• _Page extract_:
╭──

Adam Johnston Fergusson Blair,  (4 November 1815 – 30 December 1867), known prior to 1862 as Adam Johnston Fergusson, was a Scottish-born Canadian lawyer, judge and politician.

Life and career 
Born in Perthshire, Scotland, the son of Adam Fergusson and his first wife Jemima Johnston Blair, he emigrated to Upper Canada with his family in 1833.  He was called to the bar of Upper Canada in 1839 and set up practice in Guelph. He was named a judge in the court for Wellington District in 1842.

He resigned from the bench to run as a Reform Party candidate in the general election of 1847. He was elected to the Legislative Assembly of the Province of Canada for the riding of Waterloo and reelected in 1851. He represented the South riding of Wellington from 1854 to 1857. In 1860, he was elected to the Legislative Council for Brock division. He served as receiver general from March to May 1863, when he was named provincial secretary. He supported the Quebec resolutions in the legislative council and, in 1866, was named president of the executive council after the resignation of George Brown.

╰──

• _Written request 1_: In the Fergusson Blair biography, which riding did he represent from 1854 to 1857?
• _Written request 2_: Write the next part of the Fergusson Blair biography, picking up after its final sentence.

• _Extracted entries_:
╭──

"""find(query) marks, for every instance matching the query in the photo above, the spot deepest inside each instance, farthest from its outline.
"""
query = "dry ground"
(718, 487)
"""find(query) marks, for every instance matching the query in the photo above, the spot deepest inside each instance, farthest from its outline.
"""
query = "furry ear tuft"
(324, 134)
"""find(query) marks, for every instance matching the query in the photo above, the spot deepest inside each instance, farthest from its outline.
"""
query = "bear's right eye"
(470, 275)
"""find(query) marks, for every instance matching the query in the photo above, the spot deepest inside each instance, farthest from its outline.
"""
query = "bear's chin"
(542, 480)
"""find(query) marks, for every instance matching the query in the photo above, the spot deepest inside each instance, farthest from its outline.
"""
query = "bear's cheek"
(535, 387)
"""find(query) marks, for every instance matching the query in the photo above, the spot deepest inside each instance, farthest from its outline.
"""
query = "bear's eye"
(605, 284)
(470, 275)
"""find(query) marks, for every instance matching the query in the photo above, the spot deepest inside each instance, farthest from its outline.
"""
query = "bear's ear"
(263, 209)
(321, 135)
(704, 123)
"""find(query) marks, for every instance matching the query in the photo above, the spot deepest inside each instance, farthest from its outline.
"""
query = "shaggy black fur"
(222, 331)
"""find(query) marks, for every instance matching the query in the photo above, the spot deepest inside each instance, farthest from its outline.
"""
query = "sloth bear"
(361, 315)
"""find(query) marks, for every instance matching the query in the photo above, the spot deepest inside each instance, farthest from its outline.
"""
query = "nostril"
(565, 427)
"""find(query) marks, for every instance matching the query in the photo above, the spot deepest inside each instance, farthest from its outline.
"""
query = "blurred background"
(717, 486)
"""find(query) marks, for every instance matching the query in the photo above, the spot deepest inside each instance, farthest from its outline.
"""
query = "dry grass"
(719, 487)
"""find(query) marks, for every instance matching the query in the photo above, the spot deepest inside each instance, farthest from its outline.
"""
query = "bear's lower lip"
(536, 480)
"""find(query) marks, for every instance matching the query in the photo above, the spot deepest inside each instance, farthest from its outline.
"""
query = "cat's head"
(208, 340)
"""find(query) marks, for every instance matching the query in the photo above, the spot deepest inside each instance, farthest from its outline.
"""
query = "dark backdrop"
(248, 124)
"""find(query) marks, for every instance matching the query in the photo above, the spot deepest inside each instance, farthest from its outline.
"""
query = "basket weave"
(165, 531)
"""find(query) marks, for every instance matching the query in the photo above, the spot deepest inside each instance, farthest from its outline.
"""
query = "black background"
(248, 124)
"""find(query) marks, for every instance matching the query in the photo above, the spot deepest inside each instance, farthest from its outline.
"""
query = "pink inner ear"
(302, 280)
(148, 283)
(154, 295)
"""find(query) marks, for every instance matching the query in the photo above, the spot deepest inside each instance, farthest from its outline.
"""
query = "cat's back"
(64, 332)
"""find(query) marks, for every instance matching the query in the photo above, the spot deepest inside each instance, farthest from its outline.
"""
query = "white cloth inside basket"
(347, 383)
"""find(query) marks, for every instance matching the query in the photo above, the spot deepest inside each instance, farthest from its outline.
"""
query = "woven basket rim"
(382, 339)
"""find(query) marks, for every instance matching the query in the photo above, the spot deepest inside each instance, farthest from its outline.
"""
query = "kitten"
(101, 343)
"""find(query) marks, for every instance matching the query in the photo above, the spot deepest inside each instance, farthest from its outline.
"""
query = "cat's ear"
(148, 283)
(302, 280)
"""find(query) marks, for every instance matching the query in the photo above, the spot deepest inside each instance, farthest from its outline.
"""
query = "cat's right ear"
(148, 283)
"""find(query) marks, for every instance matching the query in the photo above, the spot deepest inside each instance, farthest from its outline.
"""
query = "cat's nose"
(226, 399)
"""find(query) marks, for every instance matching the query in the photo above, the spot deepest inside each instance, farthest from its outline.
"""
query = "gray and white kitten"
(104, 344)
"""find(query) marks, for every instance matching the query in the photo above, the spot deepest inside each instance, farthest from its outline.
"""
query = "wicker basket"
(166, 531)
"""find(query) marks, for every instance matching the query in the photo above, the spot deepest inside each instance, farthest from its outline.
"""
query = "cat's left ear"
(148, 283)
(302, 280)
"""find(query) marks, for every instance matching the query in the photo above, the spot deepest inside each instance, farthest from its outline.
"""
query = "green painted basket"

╰──

• _Expected answer 1_: The South riding of Wellington.

• _Expected answer 2_:
Following Canadian Confederation, he was appointed to the Senate of Canada on 23 October 1867 by a royal proclamation of Queen Victoria. Sitting as a Liberal, he represented the senatorial division of Ontario until his death, only two months and six days after his appointment.

He added Blair to his surname in 1862 in order to inherit the Blair estate in Scotland after the death of his older brother Neil James Fergusson Blair.

See also 

 List of members of the Canadian Parliament who died in office

References 
 
 
 The Canadian parliamentary companion, H.J. Morgan (1867).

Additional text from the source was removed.